* Given exercise *
Reproduce the data below verbatim from the line containing "Provide the segmentation of every instance of the red" through its final line, and produce nothing more.

Picture annotation records
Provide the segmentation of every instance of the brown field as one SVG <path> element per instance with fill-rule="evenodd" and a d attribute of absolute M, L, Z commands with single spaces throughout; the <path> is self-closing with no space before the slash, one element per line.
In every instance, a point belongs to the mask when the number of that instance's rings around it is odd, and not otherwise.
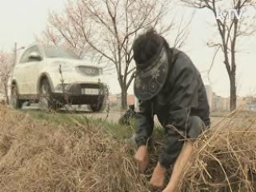
<path fill-rule="evenodd" d="M 234 114 L 215 123 L 195 142 L 197 153 L 178 191 L 255 191 L 255 121 Z M 141 175 L 134 149 L 123 139 L 130 136 L 126 130 L 78 115 L 2 107 L 0 191 L 151 191 L 147 181 L 161 151 L 161 133 L 150 149 L 150 167 Z"/>

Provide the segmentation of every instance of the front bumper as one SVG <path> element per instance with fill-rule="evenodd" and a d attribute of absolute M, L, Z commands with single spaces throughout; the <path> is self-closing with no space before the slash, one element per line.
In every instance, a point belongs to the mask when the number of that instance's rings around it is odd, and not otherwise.
<path fill-rule="evenodd" d="M 106 86 L 102 83 L 74 83 L 60 85 L 53 93 L 54 100 L 62 104 L 96 104 L 103 102 Z M 84 89 L 98 90 L 98 94 L 86 94 Z"/>

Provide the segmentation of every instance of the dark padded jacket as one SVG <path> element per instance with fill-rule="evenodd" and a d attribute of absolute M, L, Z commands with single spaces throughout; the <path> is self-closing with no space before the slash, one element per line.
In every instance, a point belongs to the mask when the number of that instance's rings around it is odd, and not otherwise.
<path fill-rule="evenodd" d="M 200 73 L 185 53 L 170 49 L 168 55 L 169 74 L 163 88 L 153 99 L 139 101 L 136 137 L 138 146 L 146 144 L 151 136 L 154 114 L 163 127 L 172 125 L 184 132 L 190 128 L 192 116 L 199 117 L 206 126 L 210 123 Z"/>

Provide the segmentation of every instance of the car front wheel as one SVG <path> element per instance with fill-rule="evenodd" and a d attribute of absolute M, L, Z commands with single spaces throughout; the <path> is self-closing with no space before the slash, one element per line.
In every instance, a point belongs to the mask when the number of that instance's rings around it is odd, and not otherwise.
<path fill-rule="evenodd" d="M 102 103 L 90 104 L 90 109 L 93 112 L 99 112 L 102 110 Z"/>
<path fill-rule="evenodd" d="M 22 106 L 22 102 L 19 99 L 18 87 L 16 85 L 13 85 L 11 87 L 11 95 L 10 95 L 10 106 L 13 109 L 21 109 Z"/>
<path fill-rule="evenodd" d="M 52 98 L 50 86 L 47 79 L 43 79 L 41 83 L 38 104 L 40 109 L 44 111 L 56 110 Z"/>

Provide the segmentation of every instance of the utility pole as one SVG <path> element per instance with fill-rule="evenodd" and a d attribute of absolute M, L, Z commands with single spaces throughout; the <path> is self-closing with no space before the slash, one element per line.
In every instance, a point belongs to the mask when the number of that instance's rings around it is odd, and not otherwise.
<path fill-rule="evenodd" d="M 13 69 L 16 65 L 16 60 L 17 60 L 17 42 L 14 43 Z"/>

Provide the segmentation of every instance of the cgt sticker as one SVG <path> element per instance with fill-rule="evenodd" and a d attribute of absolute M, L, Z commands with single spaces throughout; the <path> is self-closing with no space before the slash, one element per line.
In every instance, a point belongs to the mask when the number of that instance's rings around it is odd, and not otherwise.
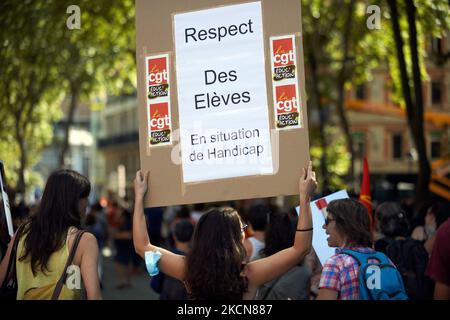
<path fill-rule="evenodd" d="M 273 81 L 296 78 L 295 36 L 270 38 Z"/>
<path fill-rule="evenodd" d="M 301 127 L 300 100 L 296 84 L 275 86 L 275 119 L 277 129 Z"/>
<path fill-rule="evenodd" d="M 171 119 L 168 102 L 149 105 L 150 146 L 170 144 Z"/>
<path fill-rule="evenodd" d="M 157 99 L 169 96 L 169 55 L 146 58 L 147 98 Z"/>

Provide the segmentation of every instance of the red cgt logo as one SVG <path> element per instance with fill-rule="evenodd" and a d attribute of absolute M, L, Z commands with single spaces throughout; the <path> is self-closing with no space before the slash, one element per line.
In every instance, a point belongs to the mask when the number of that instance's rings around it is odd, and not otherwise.
<path fill-rule="evenodd" d="M 150 131 L 169 129 L 169 104 L 167 102 L 150 105 Z"/>
<path fill-rule="evenodd" d="M 295 84 L 275 87 L 277 113 L 298 111 Z"/>
<path fill-rule="evenodd" d="M 294 64 L 294 44 L 292 38 L 273 40 L 273 62 L 275 67 Z"/>
<path fill-rule="evenodd" d="M 167 59 L 165 57 L 148 60 L 149 85 L 167 84 Z"/>

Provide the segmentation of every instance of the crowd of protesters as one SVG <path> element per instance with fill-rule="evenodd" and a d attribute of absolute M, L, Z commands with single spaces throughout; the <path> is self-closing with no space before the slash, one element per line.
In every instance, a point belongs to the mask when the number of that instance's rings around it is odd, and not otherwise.
<path fill-rule="evenodd" d="M 311 168 L 300 177 L 300 218 L 274 199 L 144 209 L 147 185 L 139 172 L 134 201 L 109 195 L 88 204 L 85 177 L 53 173 L 40 202 L 11 206 L 15 236 L 0 228 L 2 292 L 13 259 L 17 299 L 54 298 L 75 247 L 71 263 L 83 285 L 63 285 L 60 299 L 101 299 L 105 250 L 114 255 L 117 289 L 130 288 L 131 276 L 146 266 L 148 285 L 163 300 L 359 299 L 358 254 L 381 252 L 408 299 L 450 300 L 449 202 L 424 204 L 417 213 L 406 203 L 379 203 L 372 224 L 357 200 L 331 202 L 323 228 L 336 253 L 322 266 L 311 247 Z"/>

* Problem solution *
Provide the segmentation of every instance of the red cgt logo as one SVG <path> element per instance with fill-rule="evenodd" and a d attribute of absolute M, L, Z commands with single spaces throughout; the <path> is self-closing with no space before the slash, one element per line.
In every instance, a point belongs to the mask when the number of that instance's rings around it is odd, and not otherwise.
<path fill-rule="evenodd" d="M 150 131 L 169 129 L 169 104 L 167 102 L 150 105 Z"/>
<path fill-rule="evenodd" d="M 295 84 L 275 87 L 277 113 L 298 111 Z"/>
<path fill-rule="evenodd" d="M 294 64 L 294 44 L 292 38 L 273 40 L 273 62 L 275 67 Z"/>
<path fill-rule="evenodd" d="M 167 59 L 165 57 L 148 60 L 149 85 L 167 84 Z"/>

Provide the segmentation of every instance of the crowd of protesters as one SVG <path> element per instance with fill-rule="evenodd" and a d attribute of absolute M, L, Z commands with single spaces throughout; the <path> is self-closing with no space before the slash, one element per line.
In every instance, a point belongs to the mask when the number of that instance's rings around it is odd, and not otherwise.
<path fill-rule="evenodd" d="M 311 168 L 300 177 L 300 218 L 274 199 L 144 209 L 147 185 L 139 172 L 134 201 L 109 195 L 88 204 L 85 177 L 53 173 L 40 202 L 11 206 L 15 236 L 0 228 L 2 292 L 13 259 L 17 299 L 54 298 L 75 247 L 71 263 L 83 285 L 63 285 L 60 299 L 101 299 L 105 250 L 114 255 L 117 289 L 130 288 L 131 276 L 146 266 L 148 285 L 163 300 L 359 299 L 358 254 L 381 252 L 408 299 L 450 300 L 449 202 L 424 204 L 417 213 L 406 203 L 379 203 L 372 224 L 357 200 L 331 202 L 323 228 L 336 253 L 322 266 L 311 247 Z"/>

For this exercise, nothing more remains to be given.